### What the exercise asks
Please rewrite every line from the start of the records through the line containing "point(899, 305)", both ends included, and rescale the answer coordinates by multiplying each by 1.25 and rounding to whole numbers with halves going up. Keep everything else in those lines unchanged.

* START Material provided *

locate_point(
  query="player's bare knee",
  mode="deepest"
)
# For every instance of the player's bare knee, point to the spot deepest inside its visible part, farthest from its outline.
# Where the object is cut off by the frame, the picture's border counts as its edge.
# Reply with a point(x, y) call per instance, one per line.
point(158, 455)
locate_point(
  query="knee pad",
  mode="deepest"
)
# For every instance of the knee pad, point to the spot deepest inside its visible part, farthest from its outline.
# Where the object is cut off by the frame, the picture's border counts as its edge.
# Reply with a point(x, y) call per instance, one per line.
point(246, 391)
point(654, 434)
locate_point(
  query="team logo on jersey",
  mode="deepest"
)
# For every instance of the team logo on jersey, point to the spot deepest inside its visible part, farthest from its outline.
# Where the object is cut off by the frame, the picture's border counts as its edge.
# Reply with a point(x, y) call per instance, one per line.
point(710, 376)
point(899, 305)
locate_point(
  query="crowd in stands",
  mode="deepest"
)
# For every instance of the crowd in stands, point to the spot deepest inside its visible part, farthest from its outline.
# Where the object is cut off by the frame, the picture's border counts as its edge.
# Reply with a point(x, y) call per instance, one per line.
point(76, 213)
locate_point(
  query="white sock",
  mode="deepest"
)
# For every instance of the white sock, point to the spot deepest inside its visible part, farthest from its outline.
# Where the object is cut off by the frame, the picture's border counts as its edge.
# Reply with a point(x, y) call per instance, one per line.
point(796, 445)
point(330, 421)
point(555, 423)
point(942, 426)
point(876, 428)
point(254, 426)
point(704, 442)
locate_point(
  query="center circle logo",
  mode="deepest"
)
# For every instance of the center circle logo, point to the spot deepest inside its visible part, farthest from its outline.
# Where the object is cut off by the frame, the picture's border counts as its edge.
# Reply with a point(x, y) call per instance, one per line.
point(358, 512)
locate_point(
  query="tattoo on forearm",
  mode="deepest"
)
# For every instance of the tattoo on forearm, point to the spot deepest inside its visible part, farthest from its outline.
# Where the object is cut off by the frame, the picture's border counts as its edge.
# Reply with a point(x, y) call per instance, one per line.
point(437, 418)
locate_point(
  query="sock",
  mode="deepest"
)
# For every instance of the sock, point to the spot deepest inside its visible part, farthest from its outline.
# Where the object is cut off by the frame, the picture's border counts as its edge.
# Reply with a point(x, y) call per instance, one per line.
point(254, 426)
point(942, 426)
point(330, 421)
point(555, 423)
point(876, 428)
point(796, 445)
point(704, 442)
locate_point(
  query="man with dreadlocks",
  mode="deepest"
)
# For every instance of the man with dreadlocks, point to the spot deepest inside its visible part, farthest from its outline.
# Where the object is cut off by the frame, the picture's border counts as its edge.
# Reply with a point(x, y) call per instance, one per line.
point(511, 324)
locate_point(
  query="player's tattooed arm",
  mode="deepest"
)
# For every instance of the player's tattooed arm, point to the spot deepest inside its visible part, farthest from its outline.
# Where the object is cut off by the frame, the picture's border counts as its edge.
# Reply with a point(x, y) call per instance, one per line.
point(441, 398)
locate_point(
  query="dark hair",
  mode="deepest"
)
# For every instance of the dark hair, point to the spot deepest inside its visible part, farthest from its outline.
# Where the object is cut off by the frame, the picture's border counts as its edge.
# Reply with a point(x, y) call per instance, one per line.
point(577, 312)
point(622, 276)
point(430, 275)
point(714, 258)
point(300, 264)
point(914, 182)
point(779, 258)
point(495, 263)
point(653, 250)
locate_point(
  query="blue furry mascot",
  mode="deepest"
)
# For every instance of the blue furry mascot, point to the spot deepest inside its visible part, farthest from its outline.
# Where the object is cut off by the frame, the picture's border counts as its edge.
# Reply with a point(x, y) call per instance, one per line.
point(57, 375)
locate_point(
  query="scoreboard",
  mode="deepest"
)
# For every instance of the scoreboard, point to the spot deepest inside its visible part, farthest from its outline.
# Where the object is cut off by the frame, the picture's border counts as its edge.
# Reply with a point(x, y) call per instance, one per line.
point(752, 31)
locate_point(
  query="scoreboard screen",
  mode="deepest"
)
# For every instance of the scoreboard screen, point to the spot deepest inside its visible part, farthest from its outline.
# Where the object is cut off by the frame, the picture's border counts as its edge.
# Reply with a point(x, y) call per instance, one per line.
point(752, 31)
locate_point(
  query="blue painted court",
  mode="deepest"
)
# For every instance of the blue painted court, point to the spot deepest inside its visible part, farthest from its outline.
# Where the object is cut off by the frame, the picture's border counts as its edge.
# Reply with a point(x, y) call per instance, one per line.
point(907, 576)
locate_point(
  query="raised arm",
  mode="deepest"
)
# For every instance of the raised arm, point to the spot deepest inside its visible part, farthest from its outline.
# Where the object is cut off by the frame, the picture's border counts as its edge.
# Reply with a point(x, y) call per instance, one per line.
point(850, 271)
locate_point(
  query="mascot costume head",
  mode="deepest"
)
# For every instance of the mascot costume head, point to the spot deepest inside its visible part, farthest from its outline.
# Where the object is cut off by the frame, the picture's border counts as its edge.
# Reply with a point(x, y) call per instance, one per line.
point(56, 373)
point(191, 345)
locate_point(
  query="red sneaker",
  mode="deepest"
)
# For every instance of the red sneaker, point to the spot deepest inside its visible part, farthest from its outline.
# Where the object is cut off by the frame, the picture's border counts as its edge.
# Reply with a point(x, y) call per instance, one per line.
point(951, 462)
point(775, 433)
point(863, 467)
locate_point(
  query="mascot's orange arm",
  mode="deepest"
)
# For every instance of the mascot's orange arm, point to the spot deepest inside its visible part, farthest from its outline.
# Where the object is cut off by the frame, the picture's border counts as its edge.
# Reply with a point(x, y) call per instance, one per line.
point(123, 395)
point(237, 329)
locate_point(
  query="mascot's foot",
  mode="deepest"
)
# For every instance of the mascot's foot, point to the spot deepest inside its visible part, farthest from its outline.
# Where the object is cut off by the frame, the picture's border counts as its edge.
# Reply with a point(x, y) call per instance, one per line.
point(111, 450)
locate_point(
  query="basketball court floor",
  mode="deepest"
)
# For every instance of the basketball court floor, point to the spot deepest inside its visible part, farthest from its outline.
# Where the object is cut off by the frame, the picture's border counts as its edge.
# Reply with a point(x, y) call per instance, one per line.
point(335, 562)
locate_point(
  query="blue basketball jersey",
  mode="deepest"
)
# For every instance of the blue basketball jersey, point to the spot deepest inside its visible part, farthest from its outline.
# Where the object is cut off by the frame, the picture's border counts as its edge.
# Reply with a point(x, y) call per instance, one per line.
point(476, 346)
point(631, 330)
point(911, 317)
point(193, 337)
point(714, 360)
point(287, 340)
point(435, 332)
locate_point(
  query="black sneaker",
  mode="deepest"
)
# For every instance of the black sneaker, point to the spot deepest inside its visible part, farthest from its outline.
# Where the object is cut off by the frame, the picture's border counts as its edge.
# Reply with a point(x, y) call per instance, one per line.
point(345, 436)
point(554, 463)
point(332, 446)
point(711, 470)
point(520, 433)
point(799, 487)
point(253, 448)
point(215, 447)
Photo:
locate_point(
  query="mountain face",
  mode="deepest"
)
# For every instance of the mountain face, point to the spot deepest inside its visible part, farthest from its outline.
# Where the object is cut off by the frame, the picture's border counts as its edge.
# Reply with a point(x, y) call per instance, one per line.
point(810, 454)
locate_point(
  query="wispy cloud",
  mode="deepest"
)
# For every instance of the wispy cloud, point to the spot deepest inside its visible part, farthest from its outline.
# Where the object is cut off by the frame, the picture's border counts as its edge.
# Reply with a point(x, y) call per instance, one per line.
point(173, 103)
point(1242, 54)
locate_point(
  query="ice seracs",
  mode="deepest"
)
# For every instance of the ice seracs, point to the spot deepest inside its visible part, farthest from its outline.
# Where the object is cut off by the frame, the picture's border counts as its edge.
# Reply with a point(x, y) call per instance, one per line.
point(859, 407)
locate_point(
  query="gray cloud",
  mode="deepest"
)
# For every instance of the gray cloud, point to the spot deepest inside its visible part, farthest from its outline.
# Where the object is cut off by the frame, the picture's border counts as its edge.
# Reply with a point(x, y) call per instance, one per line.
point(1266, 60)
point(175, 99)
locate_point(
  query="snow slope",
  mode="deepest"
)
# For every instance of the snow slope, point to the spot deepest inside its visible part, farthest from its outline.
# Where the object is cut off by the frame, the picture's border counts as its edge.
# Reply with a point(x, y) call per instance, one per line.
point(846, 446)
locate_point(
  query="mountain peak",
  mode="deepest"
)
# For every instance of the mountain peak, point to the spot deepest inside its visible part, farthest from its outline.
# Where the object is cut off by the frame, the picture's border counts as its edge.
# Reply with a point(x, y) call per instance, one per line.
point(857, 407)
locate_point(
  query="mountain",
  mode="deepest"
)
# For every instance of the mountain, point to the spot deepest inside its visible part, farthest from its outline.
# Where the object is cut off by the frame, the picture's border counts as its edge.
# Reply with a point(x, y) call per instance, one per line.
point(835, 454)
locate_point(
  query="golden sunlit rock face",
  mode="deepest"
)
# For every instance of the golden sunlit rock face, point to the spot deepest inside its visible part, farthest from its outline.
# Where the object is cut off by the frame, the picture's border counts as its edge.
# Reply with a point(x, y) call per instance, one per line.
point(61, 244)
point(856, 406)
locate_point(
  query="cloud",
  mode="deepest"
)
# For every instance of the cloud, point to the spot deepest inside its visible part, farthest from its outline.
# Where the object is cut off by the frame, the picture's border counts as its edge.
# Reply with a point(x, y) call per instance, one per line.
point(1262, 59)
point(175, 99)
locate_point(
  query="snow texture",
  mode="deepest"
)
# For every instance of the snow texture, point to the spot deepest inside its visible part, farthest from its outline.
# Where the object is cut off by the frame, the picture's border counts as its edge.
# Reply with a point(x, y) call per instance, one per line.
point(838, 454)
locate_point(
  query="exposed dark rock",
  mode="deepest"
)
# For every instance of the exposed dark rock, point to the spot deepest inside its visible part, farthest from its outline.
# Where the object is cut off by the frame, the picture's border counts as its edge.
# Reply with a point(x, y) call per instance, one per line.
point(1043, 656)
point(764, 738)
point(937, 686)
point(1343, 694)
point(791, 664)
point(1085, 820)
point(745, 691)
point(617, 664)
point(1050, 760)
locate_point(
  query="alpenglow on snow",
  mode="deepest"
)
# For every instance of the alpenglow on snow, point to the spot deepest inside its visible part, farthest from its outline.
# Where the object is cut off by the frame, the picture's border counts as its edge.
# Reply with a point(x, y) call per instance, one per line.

* END Material provided *

### Output of the task
locate_point(
  query="player's bare knee",
  mode="deepest"
)
# For every instance of the player's bare knee, point to the spot deepest inside its visible part, farthest from its outline.
# Where the object is cut off by the frame, the picture's border counts as its edge.
# Reply with a point(x, y) call per instance, one per line.
point(198, 569)
locate_point(
  query="knee pad",
  mode="deepest"
)
# For every instance of the knee pad, point to the spot deepest inside its visible part, farthest from its outline.
# Where the object is cut off by the frame, the picture's border counts as its edge.
# Reply with a point(x, y) call per instance, one per line.
point(308, 489)
point(818, 543)
locate_point(
  query="team logo on jersey",
  mode="deepest"
)
# For every instance of the team logo on jersey, point to the spot deepest inside its visible part, farthest from its outline.
# Where the object is cut off by the frame, the picture's border counts as its edge.
# Reply with a point(x, y) call per instance, one per line.
point(888, 470)
point(1124, 381)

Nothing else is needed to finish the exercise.